◆ **DOCUMENT PASSAGE**:
^^^^^^^^

EuroSOX – TIME FOR a new approach to compliance

By Jürgen Obermann, CEO of GFT inboxx GmbH

The 5th September 2008 marked the deadline for European organisations to transpose two new directives – the Statutory Audit Directive and the Company Reporting Directive – into domestic law. Commonly referred to as EuroSOX, this latest initiative is the European Commission's eighth guideline for the protection of shareholders, brought in with the aim of ensuring the reliability of annual accounts and consolidated financial accounts of companies, in the wake of recent high profile corporate fraud cases, such as the Parmalat scandal.

Despite the publicity around the introduction of EuroSOX proclaiming the drastic requirements expected from IT, there is surprisingly little said in the EU guidelines as to the concrete IT requirements necessary for organisations to become compliant. Thus suggesting that the current hype regarding 'EuroSOX compliance in IT' has been somewhat exaggerated. After all, companies operating globally have already had to abide by the International Financial Reporting Standards (FRS) or the United States Generally Accepted Accounting Principles (US-GAAP) if they wish to adhere to international legal regulations.

The impact on IT
Aside from the obvious changes necessary in IT, EuroSOX will additionally lead to some indirect IT requirements. These ultimately derive from requirements that qualified auditors have to meet, though they are mainly general requirements regarding the quality of systems, processes and data management, as have already been prescribed for years - e.g. in accordance with Basel II.

In implementing EuroSOX, companies should not look on this as just another compliance regulation to be abided by, but rather as an advantageous tool which should be used to encourage greater business transparency.

Best practice approach to EuroSOX
As far as EuroSOX and other compliance rulings are concerned, IT departments should not interpret individual regulations and laws such as EuroSOX, Basel II etc., but should instead concentrate on a holistic approach. This is as proven in recent research commissioned by GFT inboxx which found that 94% of IT managers in Europe have insufficient knowledge of the legal requirements regarding archiving of e-mails.

IT departments must concentrate on their core tasks. They are not in a position to tackle the legal details of individual laws. This is a job for legally trained and specially qualified expert staff. By concentrating on the combined, generic requirements of all compliance guidelines, IT departments can tackle the issues at a higher level.

^^^^^^^^

◆ **DATA EXCERPTS**:
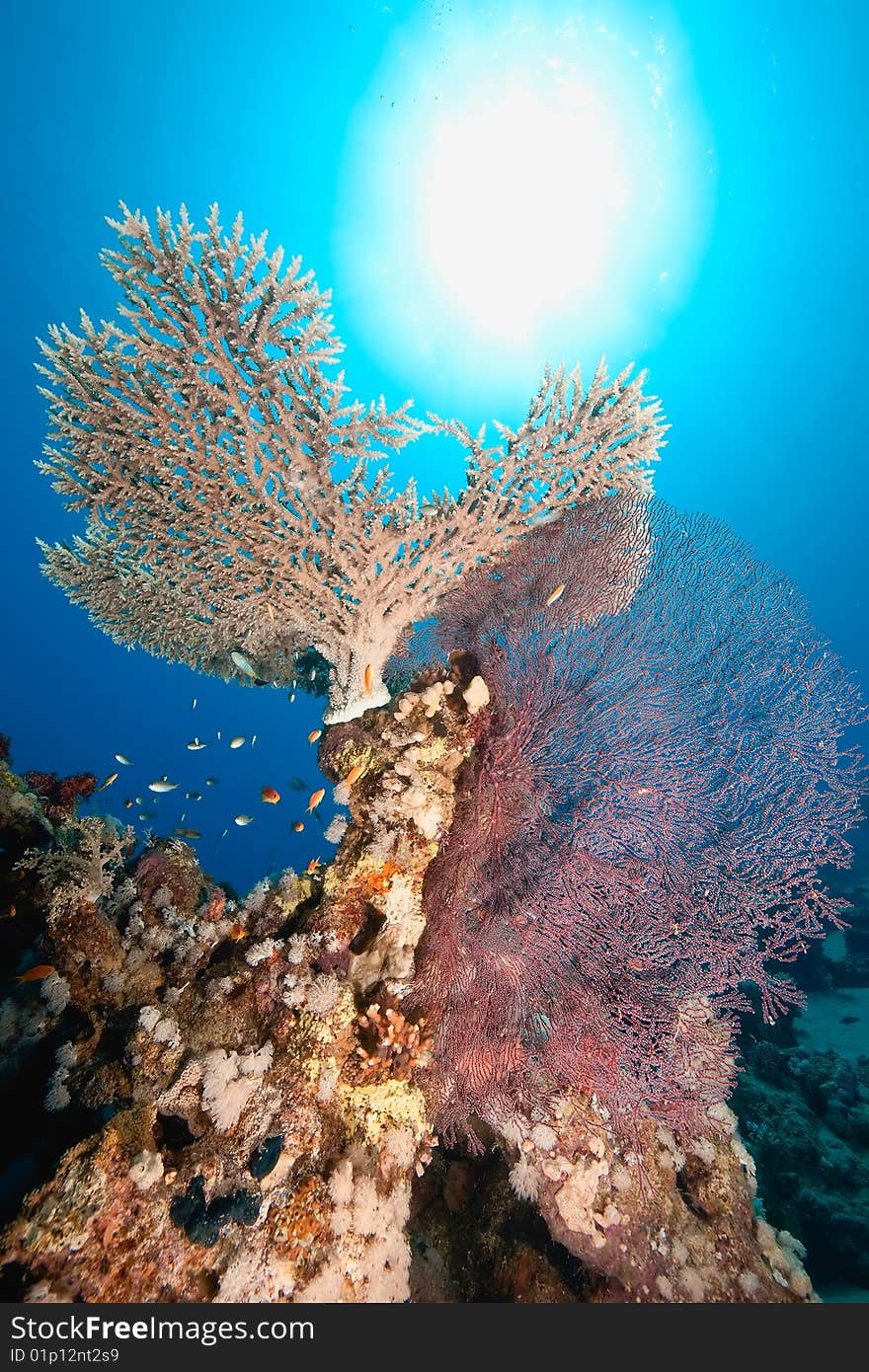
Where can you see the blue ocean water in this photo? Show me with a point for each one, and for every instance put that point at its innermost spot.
(488, 189)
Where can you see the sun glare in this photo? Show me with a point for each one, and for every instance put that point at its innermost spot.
(507, 256)
(517, 193)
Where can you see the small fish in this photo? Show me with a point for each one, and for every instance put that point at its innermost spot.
(240, 661)
(36, 973)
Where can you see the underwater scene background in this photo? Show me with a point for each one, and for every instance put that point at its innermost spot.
(486, 190)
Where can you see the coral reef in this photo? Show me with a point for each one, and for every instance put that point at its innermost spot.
(238, 505)
(640, 832)
(252, 1117)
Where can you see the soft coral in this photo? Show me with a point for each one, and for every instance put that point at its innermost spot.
(643, 822)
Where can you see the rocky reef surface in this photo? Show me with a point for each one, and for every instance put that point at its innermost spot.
(218, 1101)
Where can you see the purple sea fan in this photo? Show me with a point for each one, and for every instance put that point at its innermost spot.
(641, 826)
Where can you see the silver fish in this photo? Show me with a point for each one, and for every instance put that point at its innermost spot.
(240, 661)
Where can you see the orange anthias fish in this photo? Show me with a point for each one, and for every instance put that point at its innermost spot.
(36, 973)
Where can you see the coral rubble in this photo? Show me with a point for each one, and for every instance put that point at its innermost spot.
(242, 1097)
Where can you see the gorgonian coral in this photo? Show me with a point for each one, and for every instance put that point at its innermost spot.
(640, 830)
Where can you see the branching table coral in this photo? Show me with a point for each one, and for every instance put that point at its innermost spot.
(239, 505)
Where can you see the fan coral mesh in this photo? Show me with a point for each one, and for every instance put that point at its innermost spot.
(643, 823)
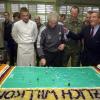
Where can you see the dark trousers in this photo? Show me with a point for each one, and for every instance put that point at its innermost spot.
(54, 59)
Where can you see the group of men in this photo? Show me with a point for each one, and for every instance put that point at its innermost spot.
(57, 42)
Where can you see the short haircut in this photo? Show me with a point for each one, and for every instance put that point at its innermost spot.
(7, 13)
(52, 16)
(16, 14)
(24, 9)
(63, 15)
(75, 7)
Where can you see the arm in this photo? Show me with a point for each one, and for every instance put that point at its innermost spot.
(74, 36)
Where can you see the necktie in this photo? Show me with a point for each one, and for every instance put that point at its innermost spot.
(92, 31)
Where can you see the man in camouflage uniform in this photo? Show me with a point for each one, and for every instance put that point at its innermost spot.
(73, 47)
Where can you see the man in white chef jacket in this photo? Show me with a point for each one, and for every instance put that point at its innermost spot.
(24, 33)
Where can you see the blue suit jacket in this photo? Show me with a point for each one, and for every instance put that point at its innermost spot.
(91, 51)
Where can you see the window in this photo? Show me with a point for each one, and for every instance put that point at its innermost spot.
(63, 10)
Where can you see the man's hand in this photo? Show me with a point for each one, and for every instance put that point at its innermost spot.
(42, 62)
(61, 47)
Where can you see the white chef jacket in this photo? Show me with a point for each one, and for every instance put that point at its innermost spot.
(25, 35)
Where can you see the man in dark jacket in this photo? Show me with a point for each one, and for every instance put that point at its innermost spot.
(50, 43)
(91, 37)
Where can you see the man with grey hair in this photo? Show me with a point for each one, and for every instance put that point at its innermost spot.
(50, 43)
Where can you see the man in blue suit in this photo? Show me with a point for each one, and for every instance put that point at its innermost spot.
(91, 36)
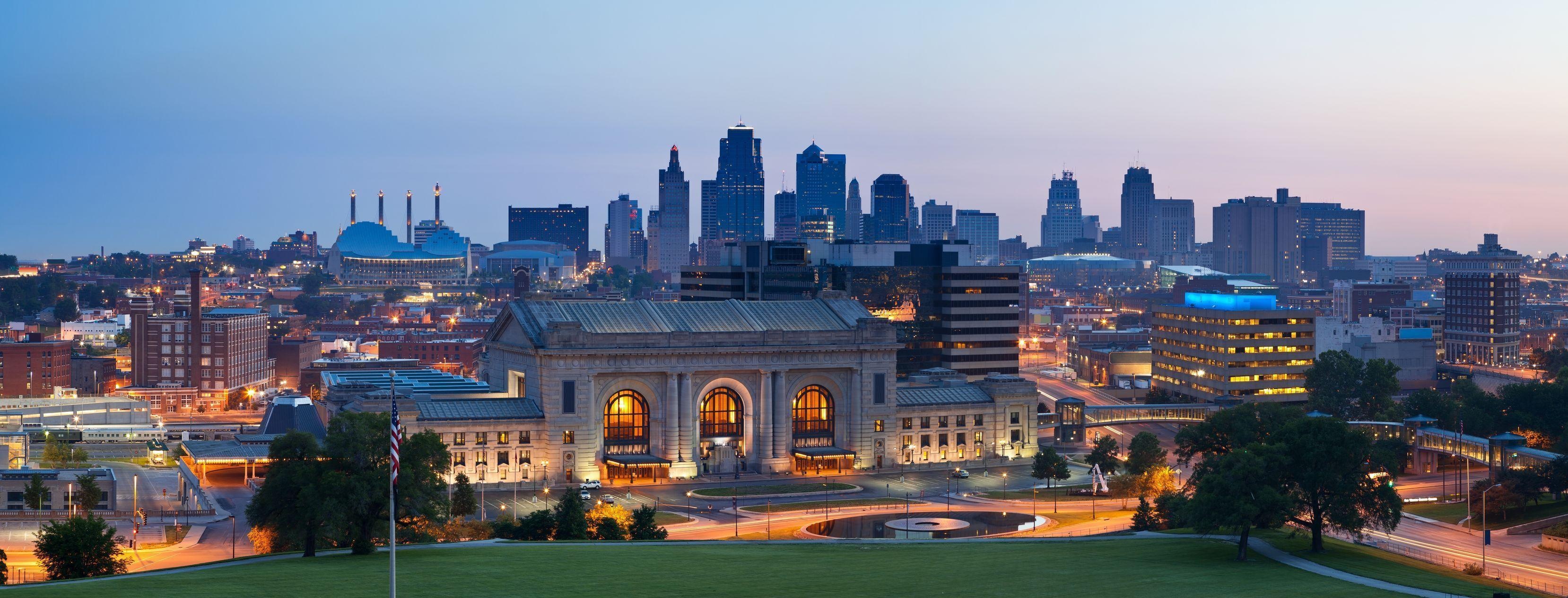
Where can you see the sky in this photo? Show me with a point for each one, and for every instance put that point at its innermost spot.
(139, 126)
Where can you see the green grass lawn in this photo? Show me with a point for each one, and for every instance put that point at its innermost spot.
(1377, 564)
(772, 489)
(1170, 569)
(786, 508)
(1455, 512)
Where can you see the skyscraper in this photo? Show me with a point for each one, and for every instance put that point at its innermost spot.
(1137, 195)
(1344, 228)
(1170, 233)
(564, 225)
(937, 222)
(1481, 321)
(733, 201)
(1258, 236)
(819, 182)
(675, 219)
(855, 222)
(891, 206)
(623, 220)
(786, 216)
(1063, 220)
(981, 231)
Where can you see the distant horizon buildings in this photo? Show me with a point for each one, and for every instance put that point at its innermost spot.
(733, 201)
(819, 184)
(1063, 220)
(564, 225)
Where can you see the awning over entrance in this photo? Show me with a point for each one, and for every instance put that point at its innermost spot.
(636, 460)
(822, 452)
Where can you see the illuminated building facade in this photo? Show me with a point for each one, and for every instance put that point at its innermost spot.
(1246, 347)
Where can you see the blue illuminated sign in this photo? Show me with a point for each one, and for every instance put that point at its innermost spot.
(1231, 302)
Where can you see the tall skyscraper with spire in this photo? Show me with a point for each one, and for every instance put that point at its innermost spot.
(855, 228)
(675, 219)
(733, 201)
(891, 208)
(819, 184)
(1137, 211)
(1063, 220)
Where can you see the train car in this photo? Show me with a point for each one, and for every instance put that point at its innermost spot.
(134, 435)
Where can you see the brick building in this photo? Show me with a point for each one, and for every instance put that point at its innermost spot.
(34, 366)
(220, 352)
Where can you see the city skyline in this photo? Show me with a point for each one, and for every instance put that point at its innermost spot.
(277, 137)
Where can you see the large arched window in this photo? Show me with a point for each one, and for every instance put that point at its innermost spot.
(813, 412)
(720, 413)
(626, 420)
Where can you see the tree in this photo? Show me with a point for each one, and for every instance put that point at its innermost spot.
(1233, 427)
(1145, 452)
(1239, 490)
(1105, 456)
(79, 547)
(88, 494)
(644, 526)
(606, 511)
(292, 504)
(609, 528)
(1144, 519)
(1324, 475)
(571, 523)
(1050, 465)
(463, 501)
(66, 310)
(1170, 509)
(537, 526)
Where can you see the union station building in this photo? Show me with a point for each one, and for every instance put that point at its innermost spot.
(633, 391)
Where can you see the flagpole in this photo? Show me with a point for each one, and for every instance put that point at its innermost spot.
(392, 494)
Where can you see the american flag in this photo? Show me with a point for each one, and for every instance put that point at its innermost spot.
(397, 440)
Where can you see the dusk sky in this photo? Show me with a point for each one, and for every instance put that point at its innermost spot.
(143, 124)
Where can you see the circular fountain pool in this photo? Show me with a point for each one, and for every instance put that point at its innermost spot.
(960, 525)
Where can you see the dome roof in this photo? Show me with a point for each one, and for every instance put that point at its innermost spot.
(371, 241)
(444, 242)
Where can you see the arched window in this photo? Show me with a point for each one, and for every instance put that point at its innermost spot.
(813, 412)
(626, 420)
(720, 413)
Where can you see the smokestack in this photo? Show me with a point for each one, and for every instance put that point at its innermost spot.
(193, 337)
(438, 205)
(521, 281)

^^^^^^^^

◆ **PROBLEMS AND TASKS**:
a - For each statement below, state whether it agrees with the EuroSOX article, answering yes or no and quoting the deciding words: (i) The deadline for transposing the two directives into domestic law was 5 September 2008. (ii) The EU guidelines spell out detailed, concrete IT requirements for compliance. (iii) IT departments are advised to interpret each regulation, such as EuroSOX or Basel II, individually.
b - Transcribe the part of the EuroSOX article between "Despite the publicity" and "international legal regulations.", inclusive.

◆ **SOLUTIONS TO THE PROBLEMS**:
a -
(i) Yes: "The 5th September 2008 marked the deadline for European organisations to transpose two new directives"
(ii) No: "there is surprisingly little said in the EU guidelines as to the concrete IT requirements necessary for organisations to become compliant"
(iii) No: "IT departments should not interpret individual regulations and laws such as EuroSOX, Basel II etc., but should instead concentrate on a holistic approach"

b -
Despite the publicity around the introduction of EuroSOX proclaiming the drastic requirements expected from IT, there is surprisingly little said in the EU guidelines as to the concrete IT requirements necessary for organisations to become compliant. Thus suggesting that the current hype regarding 'EuroSOX compliance in IT' has been somewhat exaggerated. After all, companies operating globally have already had to abide by the International Financial Reporting Standards (FRS) or the United States Generally Accepted Accounting Principles (US-GAAP) if they wish to adhere to international legal regulations.